● **Dataset excerpts**:
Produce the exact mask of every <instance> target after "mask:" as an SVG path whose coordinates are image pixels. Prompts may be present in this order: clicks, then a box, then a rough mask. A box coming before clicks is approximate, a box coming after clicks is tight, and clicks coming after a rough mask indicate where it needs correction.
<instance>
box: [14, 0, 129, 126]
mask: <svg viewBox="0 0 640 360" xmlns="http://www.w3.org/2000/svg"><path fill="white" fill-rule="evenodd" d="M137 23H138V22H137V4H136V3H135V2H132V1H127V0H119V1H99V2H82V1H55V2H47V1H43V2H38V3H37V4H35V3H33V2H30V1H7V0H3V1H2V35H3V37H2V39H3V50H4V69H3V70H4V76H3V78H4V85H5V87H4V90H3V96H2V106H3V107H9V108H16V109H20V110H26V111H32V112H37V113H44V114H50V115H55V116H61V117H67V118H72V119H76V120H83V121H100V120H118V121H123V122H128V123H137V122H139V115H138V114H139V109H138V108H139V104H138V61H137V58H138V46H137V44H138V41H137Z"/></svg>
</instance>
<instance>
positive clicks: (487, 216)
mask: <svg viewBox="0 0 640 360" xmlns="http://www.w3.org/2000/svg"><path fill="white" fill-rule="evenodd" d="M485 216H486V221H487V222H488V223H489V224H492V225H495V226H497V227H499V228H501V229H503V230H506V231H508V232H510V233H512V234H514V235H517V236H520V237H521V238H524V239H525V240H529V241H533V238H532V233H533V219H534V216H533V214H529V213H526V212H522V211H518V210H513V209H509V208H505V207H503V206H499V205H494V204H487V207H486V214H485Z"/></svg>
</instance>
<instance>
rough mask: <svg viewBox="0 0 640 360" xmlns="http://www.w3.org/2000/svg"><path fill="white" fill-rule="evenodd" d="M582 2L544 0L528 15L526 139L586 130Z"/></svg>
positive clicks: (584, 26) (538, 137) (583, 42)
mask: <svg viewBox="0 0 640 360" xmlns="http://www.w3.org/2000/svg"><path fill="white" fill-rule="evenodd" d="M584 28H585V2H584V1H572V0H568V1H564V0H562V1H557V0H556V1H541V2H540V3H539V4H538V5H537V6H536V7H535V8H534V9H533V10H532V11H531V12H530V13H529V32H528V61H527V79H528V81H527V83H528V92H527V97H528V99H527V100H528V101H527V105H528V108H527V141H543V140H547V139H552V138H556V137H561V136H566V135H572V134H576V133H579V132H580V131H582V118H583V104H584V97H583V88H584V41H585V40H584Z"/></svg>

● **Exercise details**: Count how many lines of the listing above contain the word "positive", and reply with that number alone.

● **Solution below**: 2